All lines from the one containing "Target: collar of jacket" through the last line below must be duplicated exactly, with nothing outside that span.

[Opening RECORDS FOR PROCESSING section]

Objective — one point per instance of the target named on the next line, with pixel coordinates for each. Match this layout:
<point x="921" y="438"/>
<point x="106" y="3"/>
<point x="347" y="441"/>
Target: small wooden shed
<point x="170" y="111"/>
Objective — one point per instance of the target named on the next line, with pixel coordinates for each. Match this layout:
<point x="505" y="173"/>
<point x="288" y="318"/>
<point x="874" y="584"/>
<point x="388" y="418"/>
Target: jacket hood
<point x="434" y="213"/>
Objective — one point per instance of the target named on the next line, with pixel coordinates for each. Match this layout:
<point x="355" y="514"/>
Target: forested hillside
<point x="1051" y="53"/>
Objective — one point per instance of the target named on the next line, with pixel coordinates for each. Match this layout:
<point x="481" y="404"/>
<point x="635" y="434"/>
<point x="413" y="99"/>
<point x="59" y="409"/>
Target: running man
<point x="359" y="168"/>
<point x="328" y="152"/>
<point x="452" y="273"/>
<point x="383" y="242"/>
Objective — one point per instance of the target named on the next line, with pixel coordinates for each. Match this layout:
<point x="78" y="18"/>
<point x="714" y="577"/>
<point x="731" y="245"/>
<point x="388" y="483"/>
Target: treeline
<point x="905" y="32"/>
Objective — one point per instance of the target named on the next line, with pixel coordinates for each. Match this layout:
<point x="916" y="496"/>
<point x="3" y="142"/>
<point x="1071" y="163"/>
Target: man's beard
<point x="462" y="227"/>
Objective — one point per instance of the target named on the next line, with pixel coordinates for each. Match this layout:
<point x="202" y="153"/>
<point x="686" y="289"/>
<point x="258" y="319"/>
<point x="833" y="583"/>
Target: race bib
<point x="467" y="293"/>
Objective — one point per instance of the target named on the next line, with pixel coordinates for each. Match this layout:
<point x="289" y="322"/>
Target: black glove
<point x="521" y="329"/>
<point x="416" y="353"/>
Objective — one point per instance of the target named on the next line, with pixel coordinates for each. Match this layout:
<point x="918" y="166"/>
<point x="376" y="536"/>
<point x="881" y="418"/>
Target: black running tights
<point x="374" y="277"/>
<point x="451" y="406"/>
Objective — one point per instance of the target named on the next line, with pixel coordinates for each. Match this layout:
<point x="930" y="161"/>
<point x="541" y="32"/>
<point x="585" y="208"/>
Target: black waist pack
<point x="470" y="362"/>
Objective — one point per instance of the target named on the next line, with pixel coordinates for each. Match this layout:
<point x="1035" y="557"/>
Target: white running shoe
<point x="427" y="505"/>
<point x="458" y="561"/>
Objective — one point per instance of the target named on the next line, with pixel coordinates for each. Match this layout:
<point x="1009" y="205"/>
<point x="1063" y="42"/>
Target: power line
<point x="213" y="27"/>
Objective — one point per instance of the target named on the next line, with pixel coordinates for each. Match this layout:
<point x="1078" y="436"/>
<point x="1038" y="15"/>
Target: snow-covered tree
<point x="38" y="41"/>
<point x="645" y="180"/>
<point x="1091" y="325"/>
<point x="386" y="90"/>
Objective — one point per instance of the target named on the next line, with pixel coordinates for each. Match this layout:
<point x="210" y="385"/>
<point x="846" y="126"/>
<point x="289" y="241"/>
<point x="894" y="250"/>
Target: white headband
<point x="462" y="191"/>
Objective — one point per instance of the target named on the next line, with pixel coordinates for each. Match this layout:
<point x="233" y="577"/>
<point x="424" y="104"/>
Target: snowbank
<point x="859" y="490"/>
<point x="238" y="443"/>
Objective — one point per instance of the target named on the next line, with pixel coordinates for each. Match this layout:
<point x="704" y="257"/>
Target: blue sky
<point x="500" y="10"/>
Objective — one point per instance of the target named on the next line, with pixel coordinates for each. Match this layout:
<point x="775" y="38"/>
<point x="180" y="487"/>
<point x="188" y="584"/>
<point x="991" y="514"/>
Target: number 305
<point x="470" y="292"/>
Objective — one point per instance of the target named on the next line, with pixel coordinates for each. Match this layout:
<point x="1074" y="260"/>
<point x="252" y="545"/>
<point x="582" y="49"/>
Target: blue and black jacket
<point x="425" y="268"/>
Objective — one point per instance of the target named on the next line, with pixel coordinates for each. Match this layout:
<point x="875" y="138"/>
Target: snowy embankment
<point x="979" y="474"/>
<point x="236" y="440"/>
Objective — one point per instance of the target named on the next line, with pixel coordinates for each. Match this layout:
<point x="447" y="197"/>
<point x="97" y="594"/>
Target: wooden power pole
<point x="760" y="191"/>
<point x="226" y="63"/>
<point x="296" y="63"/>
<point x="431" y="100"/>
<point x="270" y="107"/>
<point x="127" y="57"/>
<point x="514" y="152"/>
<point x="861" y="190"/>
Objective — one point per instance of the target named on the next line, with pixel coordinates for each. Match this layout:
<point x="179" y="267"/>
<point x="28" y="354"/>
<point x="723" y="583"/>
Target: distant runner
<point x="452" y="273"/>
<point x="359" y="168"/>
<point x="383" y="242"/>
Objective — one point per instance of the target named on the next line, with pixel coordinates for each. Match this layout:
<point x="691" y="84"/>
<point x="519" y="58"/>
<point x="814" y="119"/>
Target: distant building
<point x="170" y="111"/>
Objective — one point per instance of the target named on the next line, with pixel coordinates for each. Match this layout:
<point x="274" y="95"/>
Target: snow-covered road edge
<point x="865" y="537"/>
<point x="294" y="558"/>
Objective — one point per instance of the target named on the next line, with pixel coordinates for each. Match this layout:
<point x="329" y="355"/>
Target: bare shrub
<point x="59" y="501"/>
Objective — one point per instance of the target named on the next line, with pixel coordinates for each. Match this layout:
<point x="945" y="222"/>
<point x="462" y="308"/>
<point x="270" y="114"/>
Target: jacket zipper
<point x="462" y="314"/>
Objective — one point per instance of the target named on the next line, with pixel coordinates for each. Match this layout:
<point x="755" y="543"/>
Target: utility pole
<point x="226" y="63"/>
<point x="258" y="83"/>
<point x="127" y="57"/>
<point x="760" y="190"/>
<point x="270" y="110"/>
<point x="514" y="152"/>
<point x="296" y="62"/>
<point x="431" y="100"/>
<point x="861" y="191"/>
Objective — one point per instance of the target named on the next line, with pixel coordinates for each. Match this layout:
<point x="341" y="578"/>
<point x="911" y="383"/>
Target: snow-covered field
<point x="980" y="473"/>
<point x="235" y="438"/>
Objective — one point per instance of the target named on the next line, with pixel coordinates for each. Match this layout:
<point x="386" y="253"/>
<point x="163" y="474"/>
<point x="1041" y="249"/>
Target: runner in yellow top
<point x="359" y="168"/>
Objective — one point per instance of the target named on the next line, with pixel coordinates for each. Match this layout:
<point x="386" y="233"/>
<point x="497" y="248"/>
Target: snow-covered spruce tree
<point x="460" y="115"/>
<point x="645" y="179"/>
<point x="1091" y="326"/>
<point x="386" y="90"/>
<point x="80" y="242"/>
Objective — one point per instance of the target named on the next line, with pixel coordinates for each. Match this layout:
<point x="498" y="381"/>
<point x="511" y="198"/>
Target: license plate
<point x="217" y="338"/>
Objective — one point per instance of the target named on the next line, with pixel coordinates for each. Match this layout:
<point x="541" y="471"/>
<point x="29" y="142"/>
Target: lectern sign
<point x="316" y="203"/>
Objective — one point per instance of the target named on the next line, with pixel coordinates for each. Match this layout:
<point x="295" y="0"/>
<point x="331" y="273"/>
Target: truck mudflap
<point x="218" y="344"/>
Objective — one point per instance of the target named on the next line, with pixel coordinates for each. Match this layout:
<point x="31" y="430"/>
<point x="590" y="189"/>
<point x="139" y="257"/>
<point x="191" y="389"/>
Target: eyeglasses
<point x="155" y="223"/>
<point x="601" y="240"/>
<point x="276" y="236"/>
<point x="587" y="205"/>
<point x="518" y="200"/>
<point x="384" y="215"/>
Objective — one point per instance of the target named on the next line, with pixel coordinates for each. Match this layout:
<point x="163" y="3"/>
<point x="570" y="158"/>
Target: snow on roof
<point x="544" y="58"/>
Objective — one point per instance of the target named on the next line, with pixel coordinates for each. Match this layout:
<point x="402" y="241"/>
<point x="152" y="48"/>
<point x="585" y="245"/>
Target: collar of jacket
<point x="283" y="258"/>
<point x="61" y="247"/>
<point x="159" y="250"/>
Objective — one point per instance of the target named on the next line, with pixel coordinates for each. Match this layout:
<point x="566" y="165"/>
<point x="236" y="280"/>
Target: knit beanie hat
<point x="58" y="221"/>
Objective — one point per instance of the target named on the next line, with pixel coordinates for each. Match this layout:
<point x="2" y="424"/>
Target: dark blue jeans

[Closing RECORDS FOR PROCESSING section]

→ FINAL ANSWER
Target: collar of jacket
<point x="283" y="258"/>
<point x="61" y="247"/>
<point x="159" y="250"/>
Objective — one point per instance of the target named on the next line, with pixel coordinates for each. Match this layout:
<point x="566" y="165"/>
<point x="236" y="280"/>
Target: knit beanie hat
<point x="58" y="221"/>
Objective — one point per instance of the target named on the next line, with pixel coordinates for each. Match this layout:
<point x="2" y="424"/>
Target: dark blue jeans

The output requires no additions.